=== What to do ===
Copy each line of the listing below where the word "Points" turns up.

=== Information supplied ===
┄┄┄┄┄┄┄┄┄┄
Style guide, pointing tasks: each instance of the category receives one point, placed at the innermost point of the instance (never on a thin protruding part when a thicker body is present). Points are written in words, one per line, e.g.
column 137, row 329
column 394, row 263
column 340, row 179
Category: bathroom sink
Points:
┄┄┄┄┄┄┄┄┄┄
=== Output for this exercise ===
Style guide, pointing tasks: each instance of the category receives one point, placed at the innermost point of the instance (never on a thin protruding part when a thicker body is present). Points are written in words, one per line, e.g.
Points:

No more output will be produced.